- _Exercise data_:

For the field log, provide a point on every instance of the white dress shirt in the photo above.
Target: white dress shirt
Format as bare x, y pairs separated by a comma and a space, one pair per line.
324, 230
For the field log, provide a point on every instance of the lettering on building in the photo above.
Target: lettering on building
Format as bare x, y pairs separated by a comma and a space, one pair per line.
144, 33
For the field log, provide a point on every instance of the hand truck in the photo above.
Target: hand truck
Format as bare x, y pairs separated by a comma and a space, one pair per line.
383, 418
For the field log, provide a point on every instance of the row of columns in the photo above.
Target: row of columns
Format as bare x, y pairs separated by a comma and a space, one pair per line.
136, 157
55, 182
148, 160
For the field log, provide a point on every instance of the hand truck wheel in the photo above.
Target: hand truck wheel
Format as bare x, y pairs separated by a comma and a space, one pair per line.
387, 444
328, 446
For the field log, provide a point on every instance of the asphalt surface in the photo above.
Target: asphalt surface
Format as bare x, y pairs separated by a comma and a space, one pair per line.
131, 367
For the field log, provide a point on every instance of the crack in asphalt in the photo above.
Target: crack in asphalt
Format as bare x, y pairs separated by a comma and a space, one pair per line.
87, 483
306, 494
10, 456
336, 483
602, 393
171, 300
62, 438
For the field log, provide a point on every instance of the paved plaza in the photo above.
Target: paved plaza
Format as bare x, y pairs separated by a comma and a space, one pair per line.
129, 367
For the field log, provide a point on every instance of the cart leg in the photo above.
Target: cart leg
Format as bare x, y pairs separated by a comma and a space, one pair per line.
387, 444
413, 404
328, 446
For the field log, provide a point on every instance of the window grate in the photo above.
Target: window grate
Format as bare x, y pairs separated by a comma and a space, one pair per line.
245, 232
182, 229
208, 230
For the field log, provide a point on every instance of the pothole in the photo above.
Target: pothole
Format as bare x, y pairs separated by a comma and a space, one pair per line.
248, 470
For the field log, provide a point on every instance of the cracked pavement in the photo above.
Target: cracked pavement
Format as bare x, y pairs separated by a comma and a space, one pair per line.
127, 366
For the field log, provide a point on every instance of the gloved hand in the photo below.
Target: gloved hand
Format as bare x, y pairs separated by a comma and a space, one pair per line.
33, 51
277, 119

- _What is being asked_:
Exactly as they stand above, write out the entries.

- _Task response_:
For the field log, provide a point on every instance of the white dress shirt in the photo above.
Target: white dress shirt
Format as bare x, y pairs separated by a comma and a space, one pair per line.
324, 230
For the field log, provide a point on every instance of the lettering on building in the photo above.
Target: lettering on building
Format as bare x, y pairs separated by a comma and a space, one pair per line.
144, 33
For the field log, provide a point on every instance of the hand truck in the photo above.
Target: hand truck
Format as bare x, y pairs separated by a comma and a space, one pair per line.
383, 418
For the field log, provide a point on every instance of the row of columns in the photo above.
Target: row of columns
Format as bare x, y pairs separated by a comma and a space, one pair per line.
136, 157
55, 182
148, 160
For the field log, provide a point on every instance of the hand truck wheel in the photo above.
Target: hand truck wheel
Format as bare x, y pairs separated by a comma and a space, one pair per line.
387, 444
328, 446
For the field log, provide a point on every instance of the asphalt surface in the photo above.
Target: asphalt surface
Format as bare x, y pairs separated by a comma and a space, one pair per line.
131, 367
For the field log, provide a point on every instance of the crack in asphalt in the photo above.
Target: crack in asphalt
Format as bare x, y pairs separated by a comma and a space, one pair per line.
87, 483
306, 494
10, 456
336, 483
602, 393
171, 300
62, 438
For the field log, provide a point on every instance of the paved plaza in the photo above.
Target: paved plaza
Format as bare x, y pairs separated by a comma and a space, one pair per line.
129, 367
For the field log, provide a point on every instance of the cart leg in the photo above.
Target: cart leg
Format as bare x, y pairs separated by a comma and a space, one pair per line.
387, 444
413, 404
328, 446
For the field log, provide a point on every instance of the window grate in the photo above.
Target: window grate
Format as bare x, y pairs separated by a comma and a space, one pair per line.
245, 232
182, 229
208, 230
For the field log, provide a point on every instance of the pothole in the photo above.
Target: pothole
Format as bare x, y pairs separated by a comma and a space, one pair per line.
248, 470
For the field log, provide a point on every instance of the cracked pavement in the photo above.
Target: cracked pavement
Format as bare x, y pairs separated by a comma and a space, one pair per line.
127, 366
For the field log, provide a point on every instance of the gloved hand in the photo below.
Target: gloved hand
Format as bare x, y pairs separated by a comma and a space, one pair per line.
33, 51
277, 119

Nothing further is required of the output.